▶ Aufgabenstellung
**A)** Nenne alle Bezeichnungen, unter denen kleine Photovoltaikanlagen für den Balkon laut dem Text über Balkonkraftwerke im Handel angeboten werden.
**B)** Führe den Text über Balkonkraftwerke im Anschluss an seinen letzten Satz fort.

═════ Textauszug ═════

Mini-Solaranlagen versprechen: Privat das Klima schützen und Geld sparen. Stimmt das? Und was taugen Balkonkraftwerke von Lidl und Netto?

Inhalt:

Wie funktionieren Balkonkraftwerke?

Im Handel gibt es sie unter den Namen Balkonkraftwerk, Balkonsolaranlage, Stecker-Solargerät, Mini-Solaranlage oder Balkon-PV-Anlage: Kleine Photovoltaikanlagen für den Balkon.

Sie bestehen aus ein bis zwei Solarmodulen, die in die Steckdose gesteckt werden können. Sobald die Anlage eingesteckt wird, läuft der erzeugte Strom in den haushaltseigenen Stromkreislauf ein. Während der Nutzung sorgt sie dann dafür, dass der Stromzähler möglichst langsamer läuft.

═════ Bereitgestellte Einträge ═════

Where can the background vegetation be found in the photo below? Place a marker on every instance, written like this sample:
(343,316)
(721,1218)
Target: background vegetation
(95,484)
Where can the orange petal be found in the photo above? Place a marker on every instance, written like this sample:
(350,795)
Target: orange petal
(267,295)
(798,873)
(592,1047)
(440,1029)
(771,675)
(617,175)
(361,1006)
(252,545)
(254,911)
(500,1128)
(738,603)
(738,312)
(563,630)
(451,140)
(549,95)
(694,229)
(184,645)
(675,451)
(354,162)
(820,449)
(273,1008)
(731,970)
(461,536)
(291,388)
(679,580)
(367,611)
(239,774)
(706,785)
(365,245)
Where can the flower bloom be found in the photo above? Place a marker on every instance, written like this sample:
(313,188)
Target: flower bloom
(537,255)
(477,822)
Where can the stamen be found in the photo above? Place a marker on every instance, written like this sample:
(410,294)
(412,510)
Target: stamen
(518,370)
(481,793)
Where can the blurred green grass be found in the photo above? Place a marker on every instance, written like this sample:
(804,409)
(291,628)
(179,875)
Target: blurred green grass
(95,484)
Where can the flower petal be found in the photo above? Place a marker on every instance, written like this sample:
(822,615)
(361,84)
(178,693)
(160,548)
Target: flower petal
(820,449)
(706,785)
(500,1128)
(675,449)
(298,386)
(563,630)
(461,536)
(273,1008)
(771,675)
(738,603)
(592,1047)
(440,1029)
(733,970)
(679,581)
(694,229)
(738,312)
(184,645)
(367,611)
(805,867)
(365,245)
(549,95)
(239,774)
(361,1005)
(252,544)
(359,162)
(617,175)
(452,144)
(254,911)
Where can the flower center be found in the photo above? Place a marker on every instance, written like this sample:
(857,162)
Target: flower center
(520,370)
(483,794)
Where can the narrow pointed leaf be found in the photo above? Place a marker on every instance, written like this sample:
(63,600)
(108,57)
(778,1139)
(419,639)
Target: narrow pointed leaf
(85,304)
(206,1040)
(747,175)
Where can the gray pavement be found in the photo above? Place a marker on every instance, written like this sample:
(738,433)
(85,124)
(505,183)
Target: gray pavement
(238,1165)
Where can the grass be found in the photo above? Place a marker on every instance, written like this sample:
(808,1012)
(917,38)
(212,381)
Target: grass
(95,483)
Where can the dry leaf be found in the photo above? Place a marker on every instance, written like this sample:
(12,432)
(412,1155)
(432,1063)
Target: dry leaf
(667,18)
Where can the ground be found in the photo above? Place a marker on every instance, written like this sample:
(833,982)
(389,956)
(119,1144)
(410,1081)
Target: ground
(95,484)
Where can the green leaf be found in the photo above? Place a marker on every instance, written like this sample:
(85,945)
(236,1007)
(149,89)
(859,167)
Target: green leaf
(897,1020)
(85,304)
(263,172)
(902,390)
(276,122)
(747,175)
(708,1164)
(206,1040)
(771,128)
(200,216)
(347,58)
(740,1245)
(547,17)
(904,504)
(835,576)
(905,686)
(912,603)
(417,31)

═════

▶ Ergebnisse in Reihenfolge
**A)** Balkonkraftwerk, Balkonsolaranlage, Stecker-Solargerät, Mini-Solaranlage, Balkon-PV-Anlage

**B)**
Technische Voraussetzungen für Balkonkraftwerke

  • Mit Änderung der Installationsnorm müssen steckbare Solargeräte nicht zwangsläufig vom Elektriker angeschlossen werden, auch Laien sollen dazu in der Lage sein.  
  • Wer sich unsicher ist, ob die zu nutzende Steckdose und deren Stromkreis in Ordnung ist, sollte sich jedoch Rat vom Fachmann holen. 
  • Im Sicherungskasten sollte aus Sicherheitsgründen zudem ein FI-Schalter vorhanden sein. Diese gehören heute zum Standard.
  • Bei dem Stromzähler sollte es sich nach aktuellem Stand um einen Zähler mit Rücklaufsperre handeln. In Zukunft könnte diese Auflage jedoch wegfallen.
  • Mehrere Geräte sollten aus Sicherheitsgründen nicht über eine Mehrfachsteckdose angeschlossen werden.

Rechtliche Voraussetzungen für Balkonkraftwerke

  • Die Anlage muss aktuell noch beim Netzbetreiber angemeldet werden. Hierfür bieten viele Betreiber einfache Formulare an.
  • Die Anlage muss außerdem im Marktstammdatenregister der Bundesnetzagentur eingetragen werden.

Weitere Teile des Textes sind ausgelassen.